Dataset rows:
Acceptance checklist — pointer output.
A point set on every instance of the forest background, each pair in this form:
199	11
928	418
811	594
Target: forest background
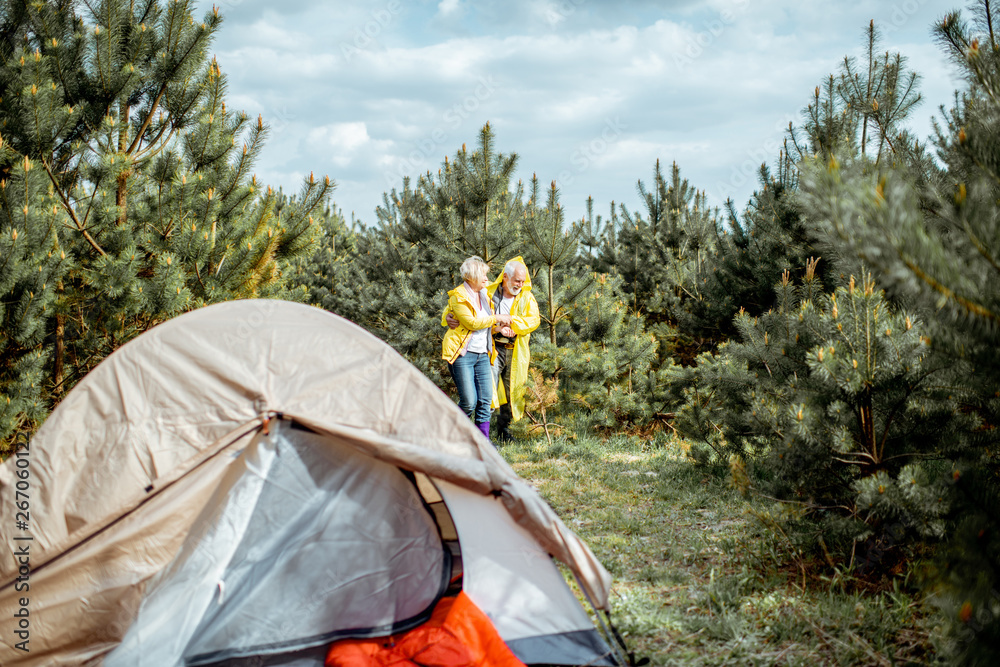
833	346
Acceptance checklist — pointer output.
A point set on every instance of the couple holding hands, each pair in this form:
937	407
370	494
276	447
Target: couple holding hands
486	345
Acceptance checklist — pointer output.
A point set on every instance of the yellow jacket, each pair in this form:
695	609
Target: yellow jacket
455	340
525	318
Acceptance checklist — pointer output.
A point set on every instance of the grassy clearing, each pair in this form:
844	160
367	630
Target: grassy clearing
698	580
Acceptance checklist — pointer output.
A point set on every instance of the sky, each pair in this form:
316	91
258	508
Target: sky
588	93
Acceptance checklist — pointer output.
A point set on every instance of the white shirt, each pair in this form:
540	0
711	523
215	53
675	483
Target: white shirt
505	303
480	339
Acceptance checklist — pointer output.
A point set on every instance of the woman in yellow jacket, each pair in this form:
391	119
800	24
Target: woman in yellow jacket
468	348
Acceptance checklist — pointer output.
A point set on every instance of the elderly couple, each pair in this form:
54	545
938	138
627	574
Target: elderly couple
486	345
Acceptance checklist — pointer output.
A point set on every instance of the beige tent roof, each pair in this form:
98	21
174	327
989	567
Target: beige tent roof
170	402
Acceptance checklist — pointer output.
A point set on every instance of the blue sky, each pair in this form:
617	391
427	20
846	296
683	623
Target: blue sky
587	93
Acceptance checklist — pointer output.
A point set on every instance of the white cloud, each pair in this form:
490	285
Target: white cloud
709	84
447	7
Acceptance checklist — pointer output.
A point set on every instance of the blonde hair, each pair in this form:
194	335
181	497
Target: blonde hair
474	268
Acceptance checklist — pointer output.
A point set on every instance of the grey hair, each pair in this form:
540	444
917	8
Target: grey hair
474	268
512	266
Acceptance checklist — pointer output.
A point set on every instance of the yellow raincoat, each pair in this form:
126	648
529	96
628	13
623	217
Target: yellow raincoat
525	319
455	341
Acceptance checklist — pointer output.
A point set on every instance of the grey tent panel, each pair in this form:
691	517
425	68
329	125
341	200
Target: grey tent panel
569	648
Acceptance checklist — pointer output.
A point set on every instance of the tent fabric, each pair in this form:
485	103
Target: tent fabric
458	634
344	537
125	467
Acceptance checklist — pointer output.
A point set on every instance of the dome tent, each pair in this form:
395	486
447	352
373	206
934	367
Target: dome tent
250	481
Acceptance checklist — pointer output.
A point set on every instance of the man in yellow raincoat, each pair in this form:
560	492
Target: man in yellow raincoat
510	294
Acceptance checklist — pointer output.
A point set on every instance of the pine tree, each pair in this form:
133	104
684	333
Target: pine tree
935	242
832	394
550	244
117	139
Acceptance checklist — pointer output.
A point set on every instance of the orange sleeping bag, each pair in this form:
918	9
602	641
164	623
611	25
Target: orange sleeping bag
458	634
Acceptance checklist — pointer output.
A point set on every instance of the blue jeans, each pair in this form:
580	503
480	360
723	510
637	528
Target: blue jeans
474	381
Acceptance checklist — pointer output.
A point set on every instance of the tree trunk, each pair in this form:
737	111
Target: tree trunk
59	356
121	195
552	310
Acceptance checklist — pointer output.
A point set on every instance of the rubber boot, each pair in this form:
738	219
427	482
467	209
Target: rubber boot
485	428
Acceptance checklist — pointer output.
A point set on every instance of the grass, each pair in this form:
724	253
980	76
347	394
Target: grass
698	579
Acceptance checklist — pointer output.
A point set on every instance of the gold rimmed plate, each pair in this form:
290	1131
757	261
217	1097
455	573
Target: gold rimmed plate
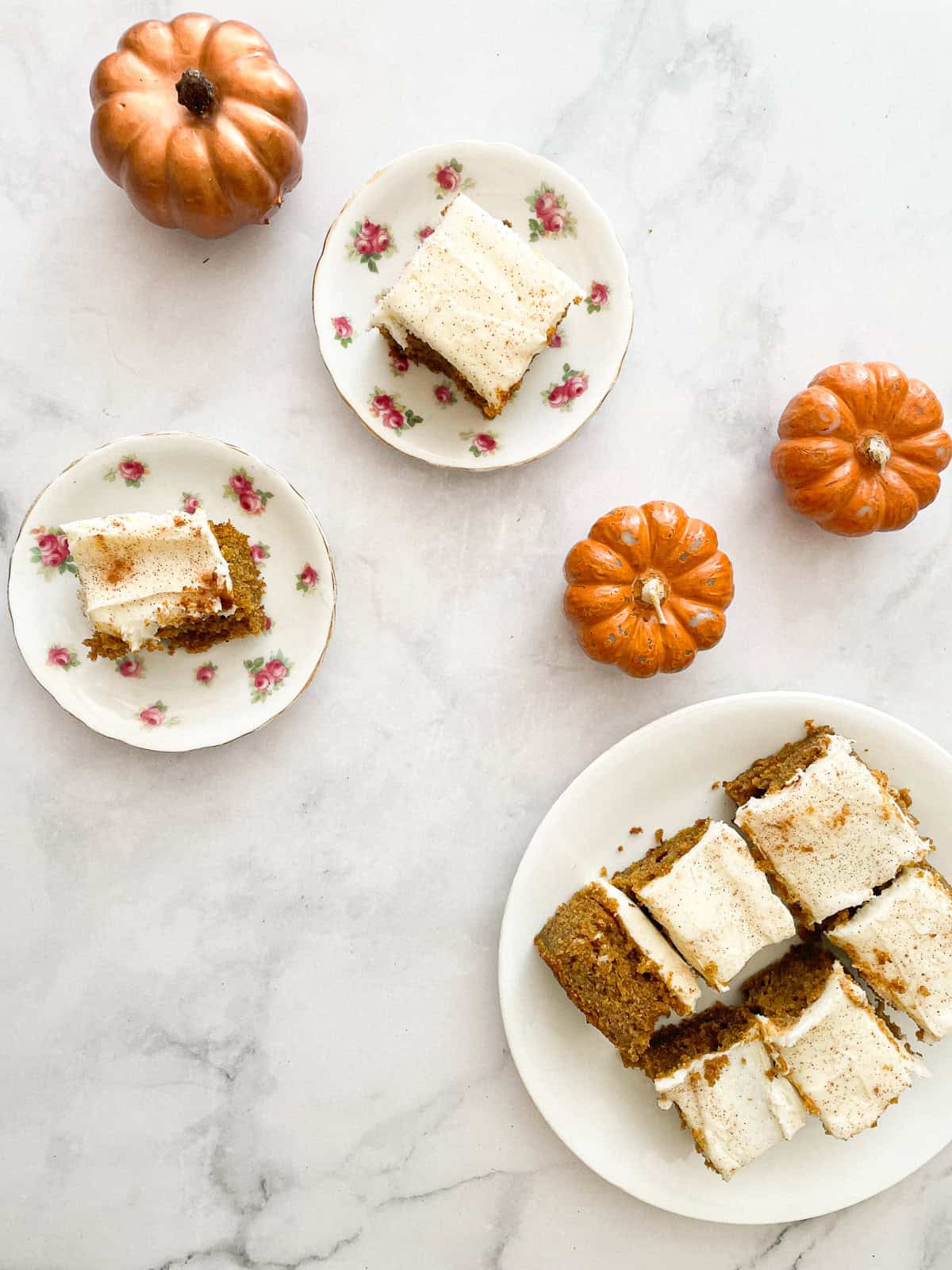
184	702
418	412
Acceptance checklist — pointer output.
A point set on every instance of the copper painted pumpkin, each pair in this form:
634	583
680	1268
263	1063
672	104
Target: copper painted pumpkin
861	448
647	588
198	124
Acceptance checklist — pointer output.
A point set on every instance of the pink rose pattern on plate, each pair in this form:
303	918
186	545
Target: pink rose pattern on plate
450	178
156	717
306	579
267	675
597	298
560	397
343	330
240	488
391	412
132	470
482	444
370	243
551	215
51	552
65	658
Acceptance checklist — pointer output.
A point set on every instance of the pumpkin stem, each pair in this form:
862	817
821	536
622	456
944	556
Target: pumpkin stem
653	592
196	92
876	450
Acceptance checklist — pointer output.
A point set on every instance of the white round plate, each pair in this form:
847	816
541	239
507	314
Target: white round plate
184	702
389	214
660	778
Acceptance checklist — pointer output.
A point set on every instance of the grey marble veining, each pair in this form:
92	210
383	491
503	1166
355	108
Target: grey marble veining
249	995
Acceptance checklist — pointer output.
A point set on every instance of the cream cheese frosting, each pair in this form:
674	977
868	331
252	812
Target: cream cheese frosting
717	906
479	296
833	832
842	1058
901	944
140	572
676	976
735	1104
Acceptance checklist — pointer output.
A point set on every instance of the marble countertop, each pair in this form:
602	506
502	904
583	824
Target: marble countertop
249	995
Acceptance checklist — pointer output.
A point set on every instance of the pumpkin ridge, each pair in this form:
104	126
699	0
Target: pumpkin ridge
251	156
271	121
114	70
924	482
711	582
691	613
257	44
594	637
129	167
922	450
182	209
677	645
892	393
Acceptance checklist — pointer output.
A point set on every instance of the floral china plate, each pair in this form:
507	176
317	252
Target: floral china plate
183	702
422	413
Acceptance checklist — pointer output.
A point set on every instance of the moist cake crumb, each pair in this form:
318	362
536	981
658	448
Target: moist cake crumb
900	943
847	1060
827	829
616	967
706	892
719	1073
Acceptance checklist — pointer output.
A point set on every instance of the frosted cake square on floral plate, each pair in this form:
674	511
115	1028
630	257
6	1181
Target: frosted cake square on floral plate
374	243
137	692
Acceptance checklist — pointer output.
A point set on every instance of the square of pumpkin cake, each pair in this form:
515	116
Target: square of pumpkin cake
900	941
730	1095
704	888
846	1060
616	967
828	829
164	582
475	302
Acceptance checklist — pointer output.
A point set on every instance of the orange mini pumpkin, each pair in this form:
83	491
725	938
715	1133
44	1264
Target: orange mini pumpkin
861	448
198	124
647	588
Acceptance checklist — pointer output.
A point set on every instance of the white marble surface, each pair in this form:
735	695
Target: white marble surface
249	995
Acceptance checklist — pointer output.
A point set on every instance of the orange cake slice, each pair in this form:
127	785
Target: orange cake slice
616	967
475	302
169	581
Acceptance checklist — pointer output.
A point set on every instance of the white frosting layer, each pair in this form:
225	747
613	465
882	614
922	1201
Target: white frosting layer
479	296
843	1058
833	832
676	976
717	906
901	943
140	572
742	1113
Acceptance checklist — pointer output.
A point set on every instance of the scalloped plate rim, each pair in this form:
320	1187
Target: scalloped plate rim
474	464
129	441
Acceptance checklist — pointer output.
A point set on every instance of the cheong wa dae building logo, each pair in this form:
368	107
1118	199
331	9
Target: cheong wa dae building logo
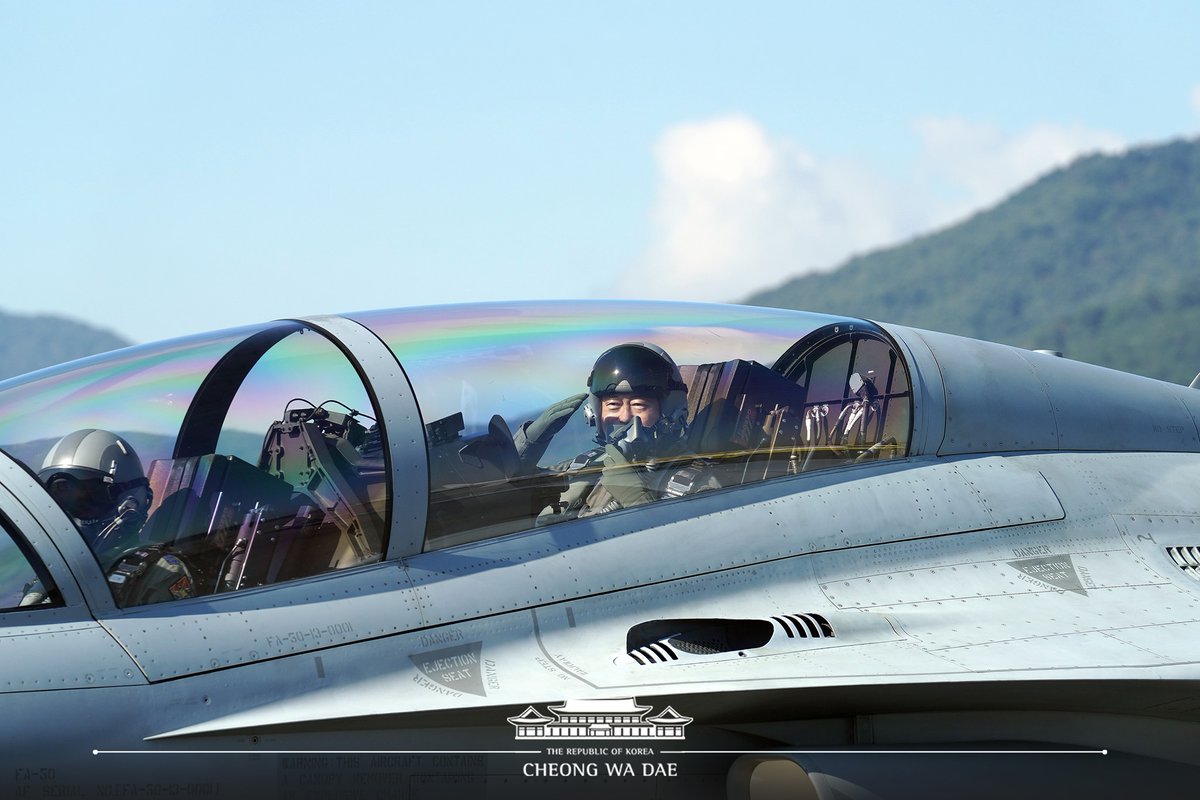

*What to do*
Pick out every line in the items above that contains the string "cheese". Case matters, so match only that exact capitalization.

*Result of this exercise*
A point set on every instance of the cream cheese frosting, each pair in this form:
Target: cream cheese frosting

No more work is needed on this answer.